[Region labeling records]
_____
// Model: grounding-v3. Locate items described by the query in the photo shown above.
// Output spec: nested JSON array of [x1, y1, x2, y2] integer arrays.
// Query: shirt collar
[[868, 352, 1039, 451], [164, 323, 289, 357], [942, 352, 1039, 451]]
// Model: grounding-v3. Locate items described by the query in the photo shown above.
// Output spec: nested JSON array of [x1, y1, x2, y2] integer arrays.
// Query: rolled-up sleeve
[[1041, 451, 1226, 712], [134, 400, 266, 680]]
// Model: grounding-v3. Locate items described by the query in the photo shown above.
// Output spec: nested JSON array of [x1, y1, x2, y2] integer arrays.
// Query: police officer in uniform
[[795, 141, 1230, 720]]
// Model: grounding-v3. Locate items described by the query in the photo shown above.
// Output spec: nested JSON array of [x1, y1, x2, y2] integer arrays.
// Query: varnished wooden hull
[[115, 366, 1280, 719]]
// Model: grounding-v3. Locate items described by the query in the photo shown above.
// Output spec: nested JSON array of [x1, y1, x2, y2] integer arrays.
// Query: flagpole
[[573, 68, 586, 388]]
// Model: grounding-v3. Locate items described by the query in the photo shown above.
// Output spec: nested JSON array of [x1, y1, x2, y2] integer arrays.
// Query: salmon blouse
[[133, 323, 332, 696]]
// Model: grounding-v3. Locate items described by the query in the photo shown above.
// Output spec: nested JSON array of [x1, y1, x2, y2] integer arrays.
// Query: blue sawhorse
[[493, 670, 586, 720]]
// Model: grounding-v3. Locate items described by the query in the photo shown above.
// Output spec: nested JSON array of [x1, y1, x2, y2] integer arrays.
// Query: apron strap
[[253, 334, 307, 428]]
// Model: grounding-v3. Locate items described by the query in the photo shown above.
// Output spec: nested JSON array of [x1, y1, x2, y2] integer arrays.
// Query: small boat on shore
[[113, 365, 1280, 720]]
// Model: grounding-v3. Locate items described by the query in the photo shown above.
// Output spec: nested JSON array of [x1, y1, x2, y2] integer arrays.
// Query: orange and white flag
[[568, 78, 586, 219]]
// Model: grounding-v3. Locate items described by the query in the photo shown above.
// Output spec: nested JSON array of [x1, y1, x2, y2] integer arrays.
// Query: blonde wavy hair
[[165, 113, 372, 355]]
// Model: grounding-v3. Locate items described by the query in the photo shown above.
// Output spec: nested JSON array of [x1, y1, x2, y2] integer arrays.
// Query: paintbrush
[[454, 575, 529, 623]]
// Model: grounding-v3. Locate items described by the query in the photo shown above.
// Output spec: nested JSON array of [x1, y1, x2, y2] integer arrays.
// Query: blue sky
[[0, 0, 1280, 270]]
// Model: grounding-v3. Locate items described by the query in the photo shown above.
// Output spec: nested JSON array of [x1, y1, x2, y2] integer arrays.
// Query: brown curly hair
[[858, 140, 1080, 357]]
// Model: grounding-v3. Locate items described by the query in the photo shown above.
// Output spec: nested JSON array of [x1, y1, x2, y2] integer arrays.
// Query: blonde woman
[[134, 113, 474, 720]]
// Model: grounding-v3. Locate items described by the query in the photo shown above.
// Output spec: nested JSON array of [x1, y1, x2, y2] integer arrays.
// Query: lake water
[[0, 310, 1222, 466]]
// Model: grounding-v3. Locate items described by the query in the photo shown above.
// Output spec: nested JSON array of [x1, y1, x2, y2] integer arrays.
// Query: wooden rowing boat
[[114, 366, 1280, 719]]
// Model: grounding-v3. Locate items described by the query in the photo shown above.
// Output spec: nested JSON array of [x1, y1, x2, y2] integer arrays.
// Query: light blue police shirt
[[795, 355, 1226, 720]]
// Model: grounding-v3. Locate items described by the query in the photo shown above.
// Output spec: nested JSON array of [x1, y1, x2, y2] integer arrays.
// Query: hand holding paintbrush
_____
How many lines in the data above contain the string "blue", matching case exactly? Reply with the number alone.

3